-- Record set follows --
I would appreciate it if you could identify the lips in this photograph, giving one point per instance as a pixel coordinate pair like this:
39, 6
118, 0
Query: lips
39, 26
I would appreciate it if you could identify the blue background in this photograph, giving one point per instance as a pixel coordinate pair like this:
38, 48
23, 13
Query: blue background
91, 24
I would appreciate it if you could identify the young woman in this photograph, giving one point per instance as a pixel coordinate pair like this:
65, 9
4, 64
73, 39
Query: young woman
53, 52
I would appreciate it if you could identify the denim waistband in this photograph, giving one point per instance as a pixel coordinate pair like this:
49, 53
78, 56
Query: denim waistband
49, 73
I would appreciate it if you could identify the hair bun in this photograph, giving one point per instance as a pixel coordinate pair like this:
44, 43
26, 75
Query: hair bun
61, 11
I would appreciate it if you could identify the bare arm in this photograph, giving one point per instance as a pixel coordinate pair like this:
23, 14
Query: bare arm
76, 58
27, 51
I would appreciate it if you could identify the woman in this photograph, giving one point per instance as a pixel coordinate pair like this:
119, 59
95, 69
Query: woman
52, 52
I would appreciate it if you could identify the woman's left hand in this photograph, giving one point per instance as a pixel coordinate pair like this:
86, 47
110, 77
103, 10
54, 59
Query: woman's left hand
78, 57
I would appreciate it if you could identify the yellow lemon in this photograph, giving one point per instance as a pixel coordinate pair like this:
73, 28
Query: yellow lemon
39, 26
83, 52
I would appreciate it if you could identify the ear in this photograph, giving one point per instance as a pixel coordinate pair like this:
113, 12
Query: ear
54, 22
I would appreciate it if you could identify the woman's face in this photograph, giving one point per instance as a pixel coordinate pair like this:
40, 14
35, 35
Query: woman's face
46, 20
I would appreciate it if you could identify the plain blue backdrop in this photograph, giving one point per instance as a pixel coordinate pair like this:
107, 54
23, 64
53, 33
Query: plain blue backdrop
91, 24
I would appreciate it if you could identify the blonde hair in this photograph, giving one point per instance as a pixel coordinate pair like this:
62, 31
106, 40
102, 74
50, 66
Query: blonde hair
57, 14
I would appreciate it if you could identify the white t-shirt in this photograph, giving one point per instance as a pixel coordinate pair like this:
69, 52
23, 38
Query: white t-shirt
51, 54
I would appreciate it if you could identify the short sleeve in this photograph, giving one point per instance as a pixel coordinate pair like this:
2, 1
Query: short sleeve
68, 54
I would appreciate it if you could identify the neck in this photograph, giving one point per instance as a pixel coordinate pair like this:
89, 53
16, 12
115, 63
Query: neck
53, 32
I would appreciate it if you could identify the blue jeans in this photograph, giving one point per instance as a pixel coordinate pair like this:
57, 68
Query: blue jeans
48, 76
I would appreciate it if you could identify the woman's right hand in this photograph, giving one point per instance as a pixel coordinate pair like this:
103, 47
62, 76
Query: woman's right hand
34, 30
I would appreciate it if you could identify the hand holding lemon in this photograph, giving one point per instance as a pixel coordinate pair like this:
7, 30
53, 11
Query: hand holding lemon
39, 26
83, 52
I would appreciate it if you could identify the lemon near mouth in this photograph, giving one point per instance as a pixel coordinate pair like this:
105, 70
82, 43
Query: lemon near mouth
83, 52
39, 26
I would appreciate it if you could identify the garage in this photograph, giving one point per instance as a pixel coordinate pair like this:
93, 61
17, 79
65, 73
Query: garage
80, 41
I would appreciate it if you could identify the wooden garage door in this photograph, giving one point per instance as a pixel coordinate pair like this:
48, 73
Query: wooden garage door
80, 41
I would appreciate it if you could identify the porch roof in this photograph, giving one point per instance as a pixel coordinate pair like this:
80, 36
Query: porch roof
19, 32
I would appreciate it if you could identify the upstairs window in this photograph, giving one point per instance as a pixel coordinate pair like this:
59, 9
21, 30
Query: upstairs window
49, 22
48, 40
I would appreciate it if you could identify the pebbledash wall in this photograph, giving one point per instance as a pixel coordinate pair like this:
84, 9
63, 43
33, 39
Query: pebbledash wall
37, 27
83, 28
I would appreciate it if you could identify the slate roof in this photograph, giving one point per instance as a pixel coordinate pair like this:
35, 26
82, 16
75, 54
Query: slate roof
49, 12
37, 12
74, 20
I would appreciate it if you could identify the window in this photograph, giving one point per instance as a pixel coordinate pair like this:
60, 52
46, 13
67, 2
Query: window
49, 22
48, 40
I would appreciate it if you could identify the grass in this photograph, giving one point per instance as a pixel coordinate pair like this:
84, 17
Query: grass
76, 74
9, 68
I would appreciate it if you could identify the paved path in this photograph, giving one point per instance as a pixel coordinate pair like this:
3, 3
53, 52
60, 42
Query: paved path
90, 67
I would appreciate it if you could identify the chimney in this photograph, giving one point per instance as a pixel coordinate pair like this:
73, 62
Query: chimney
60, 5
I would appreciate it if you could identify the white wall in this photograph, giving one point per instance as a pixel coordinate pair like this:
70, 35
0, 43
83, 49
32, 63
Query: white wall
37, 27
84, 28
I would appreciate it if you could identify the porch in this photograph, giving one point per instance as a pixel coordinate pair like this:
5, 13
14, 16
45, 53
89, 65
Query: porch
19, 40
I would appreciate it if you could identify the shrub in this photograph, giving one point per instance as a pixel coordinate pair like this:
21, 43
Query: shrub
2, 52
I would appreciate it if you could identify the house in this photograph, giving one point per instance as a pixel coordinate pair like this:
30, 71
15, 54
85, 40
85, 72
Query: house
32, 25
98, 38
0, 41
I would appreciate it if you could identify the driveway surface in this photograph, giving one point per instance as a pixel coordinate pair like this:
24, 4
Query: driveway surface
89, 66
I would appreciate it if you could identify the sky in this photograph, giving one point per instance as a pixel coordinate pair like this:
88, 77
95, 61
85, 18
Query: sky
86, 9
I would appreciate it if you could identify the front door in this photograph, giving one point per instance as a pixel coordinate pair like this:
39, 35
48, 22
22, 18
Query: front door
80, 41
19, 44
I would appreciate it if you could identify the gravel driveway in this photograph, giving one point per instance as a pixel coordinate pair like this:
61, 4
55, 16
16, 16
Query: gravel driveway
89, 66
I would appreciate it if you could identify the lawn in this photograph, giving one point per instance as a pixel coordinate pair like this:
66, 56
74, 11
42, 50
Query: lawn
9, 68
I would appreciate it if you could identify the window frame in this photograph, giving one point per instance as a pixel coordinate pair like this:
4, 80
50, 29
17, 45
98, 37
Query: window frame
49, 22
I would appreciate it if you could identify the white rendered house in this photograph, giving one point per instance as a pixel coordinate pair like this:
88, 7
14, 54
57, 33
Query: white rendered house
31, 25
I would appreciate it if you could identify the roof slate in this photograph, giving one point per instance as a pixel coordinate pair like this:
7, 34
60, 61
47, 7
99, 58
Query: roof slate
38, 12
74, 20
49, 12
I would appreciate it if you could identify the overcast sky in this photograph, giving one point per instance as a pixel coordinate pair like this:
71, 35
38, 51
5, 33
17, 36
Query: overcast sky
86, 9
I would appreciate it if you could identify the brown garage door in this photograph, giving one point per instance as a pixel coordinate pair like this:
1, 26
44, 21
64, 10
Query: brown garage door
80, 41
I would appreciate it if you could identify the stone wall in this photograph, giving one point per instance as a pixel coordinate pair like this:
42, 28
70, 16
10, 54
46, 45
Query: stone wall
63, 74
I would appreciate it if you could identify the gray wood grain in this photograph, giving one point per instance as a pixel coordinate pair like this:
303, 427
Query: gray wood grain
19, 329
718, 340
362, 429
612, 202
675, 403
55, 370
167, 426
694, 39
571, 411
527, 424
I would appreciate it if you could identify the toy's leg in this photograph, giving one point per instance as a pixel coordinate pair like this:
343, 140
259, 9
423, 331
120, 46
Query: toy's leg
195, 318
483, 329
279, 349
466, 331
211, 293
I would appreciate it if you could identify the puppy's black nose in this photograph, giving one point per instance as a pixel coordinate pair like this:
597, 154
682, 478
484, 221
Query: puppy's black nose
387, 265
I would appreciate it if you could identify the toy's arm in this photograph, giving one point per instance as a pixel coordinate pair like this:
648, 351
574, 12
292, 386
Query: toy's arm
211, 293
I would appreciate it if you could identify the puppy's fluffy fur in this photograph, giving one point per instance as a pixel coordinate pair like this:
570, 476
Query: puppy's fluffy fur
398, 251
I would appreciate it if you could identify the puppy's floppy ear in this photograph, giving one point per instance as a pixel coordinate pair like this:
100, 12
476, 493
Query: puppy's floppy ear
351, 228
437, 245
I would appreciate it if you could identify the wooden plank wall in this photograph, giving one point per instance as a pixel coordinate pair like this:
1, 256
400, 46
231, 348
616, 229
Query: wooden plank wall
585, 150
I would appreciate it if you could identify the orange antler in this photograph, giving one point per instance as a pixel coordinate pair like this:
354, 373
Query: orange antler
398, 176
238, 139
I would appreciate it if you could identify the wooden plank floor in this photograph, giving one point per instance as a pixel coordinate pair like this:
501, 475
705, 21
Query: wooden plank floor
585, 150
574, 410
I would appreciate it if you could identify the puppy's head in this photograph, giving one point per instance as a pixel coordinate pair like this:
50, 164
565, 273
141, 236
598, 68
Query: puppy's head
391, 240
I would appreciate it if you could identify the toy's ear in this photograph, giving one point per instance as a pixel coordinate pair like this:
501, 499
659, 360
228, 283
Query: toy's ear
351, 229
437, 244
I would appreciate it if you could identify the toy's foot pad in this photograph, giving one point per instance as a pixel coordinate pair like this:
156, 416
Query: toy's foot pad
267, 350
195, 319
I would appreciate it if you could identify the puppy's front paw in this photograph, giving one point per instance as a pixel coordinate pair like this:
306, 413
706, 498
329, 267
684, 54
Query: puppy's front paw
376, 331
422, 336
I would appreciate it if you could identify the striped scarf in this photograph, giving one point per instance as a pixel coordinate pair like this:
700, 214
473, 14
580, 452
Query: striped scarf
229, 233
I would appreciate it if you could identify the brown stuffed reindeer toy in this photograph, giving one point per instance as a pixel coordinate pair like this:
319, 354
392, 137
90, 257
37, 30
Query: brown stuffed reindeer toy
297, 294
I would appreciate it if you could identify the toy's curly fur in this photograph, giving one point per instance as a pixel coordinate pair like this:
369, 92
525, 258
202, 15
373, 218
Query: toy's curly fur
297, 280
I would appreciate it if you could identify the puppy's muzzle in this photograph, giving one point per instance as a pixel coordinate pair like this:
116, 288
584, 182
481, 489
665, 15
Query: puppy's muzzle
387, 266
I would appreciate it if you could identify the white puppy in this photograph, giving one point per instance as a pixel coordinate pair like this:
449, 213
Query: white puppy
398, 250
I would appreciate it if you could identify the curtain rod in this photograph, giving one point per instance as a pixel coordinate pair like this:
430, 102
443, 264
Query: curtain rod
-- Record set concluded --
#### [Exercise aim]
Count of lines with the string "curtain" in the material above: give that number only.

#### [Answer space]
2